The data:

*** Block opens ***

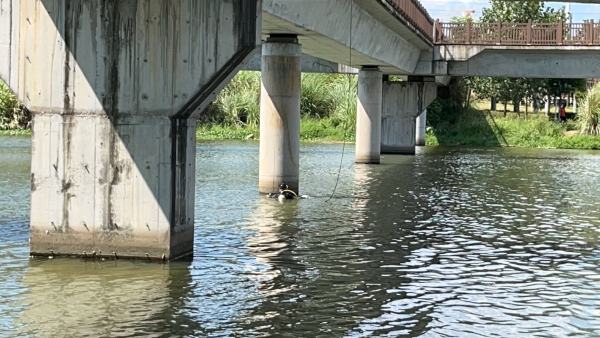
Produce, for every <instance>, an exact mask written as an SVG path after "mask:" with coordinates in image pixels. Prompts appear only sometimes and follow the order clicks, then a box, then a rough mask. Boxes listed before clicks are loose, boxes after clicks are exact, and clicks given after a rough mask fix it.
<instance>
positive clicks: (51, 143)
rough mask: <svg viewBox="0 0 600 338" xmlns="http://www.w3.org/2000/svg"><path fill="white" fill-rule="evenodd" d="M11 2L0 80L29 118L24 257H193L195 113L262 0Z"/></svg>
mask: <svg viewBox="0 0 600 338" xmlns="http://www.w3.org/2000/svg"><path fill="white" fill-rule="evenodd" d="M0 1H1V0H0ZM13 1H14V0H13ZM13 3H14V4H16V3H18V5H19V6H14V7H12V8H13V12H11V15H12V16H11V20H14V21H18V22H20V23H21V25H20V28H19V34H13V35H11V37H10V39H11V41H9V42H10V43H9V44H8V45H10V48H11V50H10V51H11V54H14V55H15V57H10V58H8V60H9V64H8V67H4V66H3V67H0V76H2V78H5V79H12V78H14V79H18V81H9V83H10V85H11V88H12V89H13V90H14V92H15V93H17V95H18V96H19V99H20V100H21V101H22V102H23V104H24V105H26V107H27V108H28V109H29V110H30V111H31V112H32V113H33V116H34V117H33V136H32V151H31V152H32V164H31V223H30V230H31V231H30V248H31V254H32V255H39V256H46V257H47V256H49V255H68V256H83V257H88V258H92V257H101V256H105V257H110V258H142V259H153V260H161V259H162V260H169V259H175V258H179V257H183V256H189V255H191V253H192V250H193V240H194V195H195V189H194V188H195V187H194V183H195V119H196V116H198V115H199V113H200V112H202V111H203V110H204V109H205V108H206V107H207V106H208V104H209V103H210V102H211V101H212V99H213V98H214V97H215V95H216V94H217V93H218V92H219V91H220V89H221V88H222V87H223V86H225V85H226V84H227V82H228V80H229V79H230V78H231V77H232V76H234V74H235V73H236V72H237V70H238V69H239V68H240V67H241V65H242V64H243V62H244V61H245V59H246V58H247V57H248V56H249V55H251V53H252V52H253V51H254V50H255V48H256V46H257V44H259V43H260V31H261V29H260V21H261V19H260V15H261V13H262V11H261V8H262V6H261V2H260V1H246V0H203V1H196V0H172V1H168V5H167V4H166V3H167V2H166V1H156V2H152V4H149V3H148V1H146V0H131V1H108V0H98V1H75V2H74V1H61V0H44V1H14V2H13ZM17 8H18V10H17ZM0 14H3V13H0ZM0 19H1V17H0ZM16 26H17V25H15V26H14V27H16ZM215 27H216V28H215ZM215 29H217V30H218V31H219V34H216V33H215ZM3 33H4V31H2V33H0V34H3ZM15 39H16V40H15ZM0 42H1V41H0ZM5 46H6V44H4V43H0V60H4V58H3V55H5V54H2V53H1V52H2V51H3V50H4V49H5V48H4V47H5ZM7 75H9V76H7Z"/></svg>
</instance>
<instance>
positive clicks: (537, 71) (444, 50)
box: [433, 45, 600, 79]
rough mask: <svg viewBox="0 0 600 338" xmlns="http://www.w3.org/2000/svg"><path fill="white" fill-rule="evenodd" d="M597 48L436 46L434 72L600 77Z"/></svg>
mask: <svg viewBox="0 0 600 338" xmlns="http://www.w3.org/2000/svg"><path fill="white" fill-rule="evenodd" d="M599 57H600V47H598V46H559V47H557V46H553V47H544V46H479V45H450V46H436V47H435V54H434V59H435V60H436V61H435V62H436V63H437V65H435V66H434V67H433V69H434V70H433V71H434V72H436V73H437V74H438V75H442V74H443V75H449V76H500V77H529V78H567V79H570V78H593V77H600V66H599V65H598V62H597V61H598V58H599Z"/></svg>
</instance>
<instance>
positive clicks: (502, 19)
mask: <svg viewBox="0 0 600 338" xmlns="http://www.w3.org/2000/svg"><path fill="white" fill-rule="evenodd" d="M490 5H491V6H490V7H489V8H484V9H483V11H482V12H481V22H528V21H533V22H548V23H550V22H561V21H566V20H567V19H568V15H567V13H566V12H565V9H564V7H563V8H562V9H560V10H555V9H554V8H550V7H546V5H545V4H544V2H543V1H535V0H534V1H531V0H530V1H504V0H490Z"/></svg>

*** Block closes ***
*** Block opens ***

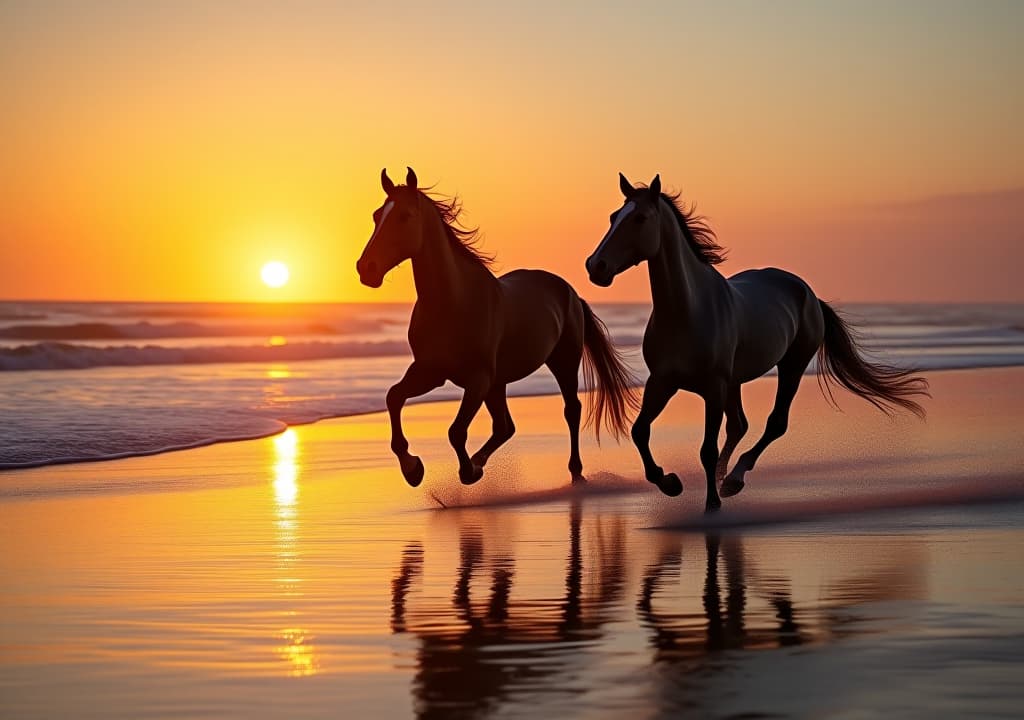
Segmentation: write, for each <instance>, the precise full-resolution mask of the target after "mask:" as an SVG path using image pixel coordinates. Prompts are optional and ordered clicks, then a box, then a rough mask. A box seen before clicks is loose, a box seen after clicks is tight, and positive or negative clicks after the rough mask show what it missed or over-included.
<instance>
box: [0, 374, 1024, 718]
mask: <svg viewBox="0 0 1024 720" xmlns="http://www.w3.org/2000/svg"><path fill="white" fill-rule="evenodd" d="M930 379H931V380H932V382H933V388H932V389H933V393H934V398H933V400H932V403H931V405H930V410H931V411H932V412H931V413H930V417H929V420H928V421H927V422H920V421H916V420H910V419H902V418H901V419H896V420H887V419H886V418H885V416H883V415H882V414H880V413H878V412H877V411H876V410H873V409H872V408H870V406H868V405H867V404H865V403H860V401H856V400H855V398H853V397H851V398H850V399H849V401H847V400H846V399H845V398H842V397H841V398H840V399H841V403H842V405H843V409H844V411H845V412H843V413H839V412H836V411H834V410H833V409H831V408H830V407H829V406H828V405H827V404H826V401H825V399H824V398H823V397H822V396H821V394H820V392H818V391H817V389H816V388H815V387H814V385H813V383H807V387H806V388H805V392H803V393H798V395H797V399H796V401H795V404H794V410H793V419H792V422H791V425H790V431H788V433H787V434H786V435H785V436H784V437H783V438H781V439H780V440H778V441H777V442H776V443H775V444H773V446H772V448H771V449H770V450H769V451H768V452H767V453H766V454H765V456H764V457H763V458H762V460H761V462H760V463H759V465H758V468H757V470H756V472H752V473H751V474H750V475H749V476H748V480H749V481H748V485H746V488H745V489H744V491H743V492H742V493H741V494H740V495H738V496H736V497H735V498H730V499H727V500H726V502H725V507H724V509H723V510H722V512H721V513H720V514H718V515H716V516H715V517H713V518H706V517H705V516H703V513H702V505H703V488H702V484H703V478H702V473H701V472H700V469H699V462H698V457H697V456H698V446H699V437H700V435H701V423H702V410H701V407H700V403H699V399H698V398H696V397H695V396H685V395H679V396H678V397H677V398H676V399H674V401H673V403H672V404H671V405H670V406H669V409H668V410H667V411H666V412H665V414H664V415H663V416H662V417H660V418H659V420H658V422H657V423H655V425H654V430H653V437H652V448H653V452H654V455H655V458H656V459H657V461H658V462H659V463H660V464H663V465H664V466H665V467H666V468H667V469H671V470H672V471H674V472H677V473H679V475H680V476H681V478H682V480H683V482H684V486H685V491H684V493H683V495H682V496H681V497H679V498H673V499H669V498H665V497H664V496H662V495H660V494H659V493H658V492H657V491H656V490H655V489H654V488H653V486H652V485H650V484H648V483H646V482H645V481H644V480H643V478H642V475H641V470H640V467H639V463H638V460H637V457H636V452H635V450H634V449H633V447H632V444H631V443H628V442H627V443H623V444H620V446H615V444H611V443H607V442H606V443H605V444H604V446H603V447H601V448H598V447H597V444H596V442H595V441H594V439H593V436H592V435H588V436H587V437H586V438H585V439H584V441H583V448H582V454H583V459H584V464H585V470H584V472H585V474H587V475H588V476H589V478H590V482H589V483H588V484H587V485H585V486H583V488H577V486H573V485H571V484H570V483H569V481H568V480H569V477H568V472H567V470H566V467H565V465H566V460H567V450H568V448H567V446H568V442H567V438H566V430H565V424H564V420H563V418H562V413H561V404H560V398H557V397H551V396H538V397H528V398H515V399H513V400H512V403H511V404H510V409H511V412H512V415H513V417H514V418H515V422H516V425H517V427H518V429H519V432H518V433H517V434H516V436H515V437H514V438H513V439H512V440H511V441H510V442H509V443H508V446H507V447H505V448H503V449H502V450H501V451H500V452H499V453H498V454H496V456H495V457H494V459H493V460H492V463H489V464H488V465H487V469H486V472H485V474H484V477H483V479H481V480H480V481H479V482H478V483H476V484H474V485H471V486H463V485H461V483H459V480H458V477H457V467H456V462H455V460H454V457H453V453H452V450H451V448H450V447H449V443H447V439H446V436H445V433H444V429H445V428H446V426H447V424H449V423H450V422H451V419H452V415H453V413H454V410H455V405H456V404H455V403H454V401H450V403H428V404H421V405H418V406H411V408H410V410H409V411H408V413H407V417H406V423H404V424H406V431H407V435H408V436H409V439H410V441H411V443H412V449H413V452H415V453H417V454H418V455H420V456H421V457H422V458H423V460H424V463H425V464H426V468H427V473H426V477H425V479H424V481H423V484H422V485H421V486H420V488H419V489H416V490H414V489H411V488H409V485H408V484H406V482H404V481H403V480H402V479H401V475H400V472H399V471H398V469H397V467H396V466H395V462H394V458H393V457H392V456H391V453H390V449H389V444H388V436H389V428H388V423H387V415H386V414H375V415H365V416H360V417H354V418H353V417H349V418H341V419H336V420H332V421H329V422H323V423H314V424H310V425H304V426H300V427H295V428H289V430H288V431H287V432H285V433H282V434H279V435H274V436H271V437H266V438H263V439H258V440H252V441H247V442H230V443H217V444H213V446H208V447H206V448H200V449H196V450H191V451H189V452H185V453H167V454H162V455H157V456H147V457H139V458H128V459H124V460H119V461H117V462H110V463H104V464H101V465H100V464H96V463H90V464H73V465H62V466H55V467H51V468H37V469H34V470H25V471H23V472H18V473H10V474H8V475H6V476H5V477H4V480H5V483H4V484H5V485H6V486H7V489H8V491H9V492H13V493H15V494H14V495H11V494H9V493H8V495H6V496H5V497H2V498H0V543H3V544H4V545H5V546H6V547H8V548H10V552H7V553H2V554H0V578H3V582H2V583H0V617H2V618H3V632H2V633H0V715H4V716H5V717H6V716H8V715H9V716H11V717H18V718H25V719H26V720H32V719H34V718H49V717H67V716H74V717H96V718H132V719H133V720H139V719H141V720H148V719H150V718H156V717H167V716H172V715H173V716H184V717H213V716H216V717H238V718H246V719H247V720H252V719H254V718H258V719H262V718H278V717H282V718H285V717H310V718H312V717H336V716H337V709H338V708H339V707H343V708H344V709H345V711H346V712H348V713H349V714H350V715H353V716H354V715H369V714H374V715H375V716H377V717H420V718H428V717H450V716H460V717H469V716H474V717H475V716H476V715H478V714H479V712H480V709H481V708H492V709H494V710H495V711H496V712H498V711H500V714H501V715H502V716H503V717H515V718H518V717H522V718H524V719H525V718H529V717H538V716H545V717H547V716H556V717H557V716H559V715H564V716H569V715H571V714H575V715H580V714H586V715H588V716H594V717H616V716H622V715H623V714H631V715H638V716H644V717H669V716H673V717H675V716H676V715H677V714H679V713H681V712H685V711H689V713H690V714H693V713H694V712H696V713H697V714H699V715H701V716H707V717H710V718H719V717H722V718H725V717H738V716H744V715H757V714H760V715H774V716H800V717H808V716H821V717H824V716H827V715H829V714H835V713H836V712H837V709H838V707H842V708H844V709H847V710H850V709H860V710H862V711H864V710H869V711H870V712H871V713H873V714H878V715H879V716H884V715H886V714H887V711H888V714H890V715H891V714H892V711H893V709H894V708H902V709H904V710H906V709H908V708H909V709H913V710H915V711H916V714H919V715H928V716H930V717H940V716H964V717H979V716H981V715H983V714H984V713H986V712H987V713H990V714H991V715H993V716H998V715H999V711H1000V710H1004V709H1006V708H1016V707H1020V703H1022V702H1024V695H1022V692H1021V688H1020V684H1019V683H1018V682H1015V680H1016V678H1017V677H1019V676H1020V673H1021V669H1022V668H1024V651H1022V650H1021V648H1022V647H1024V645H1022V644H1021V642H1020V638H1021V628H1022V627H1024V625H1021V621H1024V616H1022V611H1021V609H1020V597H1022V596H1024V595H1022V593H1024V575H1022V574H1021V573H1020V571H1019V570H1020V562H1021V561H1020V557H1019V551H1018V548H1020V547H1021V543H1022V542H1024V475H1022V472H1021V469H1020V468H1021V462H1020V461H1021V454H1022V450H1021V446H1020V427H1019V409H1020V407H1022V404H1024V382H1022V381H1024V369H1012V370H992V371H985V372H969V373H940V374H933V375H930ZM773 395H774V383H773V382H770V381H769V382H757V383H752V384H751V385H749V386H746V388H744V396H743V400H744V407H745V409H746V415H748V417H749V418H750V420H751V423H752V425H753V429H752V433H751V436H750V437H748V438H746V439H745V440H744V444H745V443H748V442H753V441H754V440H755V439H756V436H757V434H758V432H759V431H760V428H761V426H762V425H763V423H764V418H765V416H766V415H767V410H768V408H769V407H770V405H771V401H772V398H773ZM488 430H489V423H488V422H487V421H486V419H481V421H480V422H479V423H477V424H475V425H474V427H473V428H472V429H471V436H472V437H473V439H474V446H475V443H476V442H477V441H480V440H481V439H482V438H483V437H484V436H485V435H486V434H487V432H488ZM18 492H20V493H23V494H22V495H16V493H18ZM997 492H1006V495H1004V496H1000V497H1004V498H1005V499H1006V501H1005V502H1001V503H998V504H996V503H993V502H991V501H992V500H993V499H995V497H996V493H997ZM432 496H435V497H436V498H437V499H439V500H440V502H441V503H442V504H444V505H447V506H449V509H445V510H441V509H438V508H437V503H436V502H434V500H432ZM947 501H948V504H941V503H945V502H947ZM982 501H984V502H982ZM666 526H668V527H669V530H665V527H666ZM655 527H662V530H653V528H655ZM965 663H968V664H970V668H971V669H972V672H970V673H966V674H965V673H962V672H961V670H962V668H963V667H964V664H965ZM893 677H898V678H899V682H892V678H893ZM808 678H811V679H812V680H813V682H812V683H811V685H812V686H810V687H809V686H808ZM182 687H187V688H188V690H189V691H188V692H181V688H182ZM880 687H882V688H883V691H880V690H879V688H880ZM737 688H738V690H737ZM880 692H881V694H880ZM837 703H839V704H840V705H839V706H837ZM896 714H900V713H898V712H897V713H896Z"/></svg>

*** Block closes ***

Exercise description:
Exactly how many lines of the data include the word "image"? Reply with that number only.

Finished exercise:
2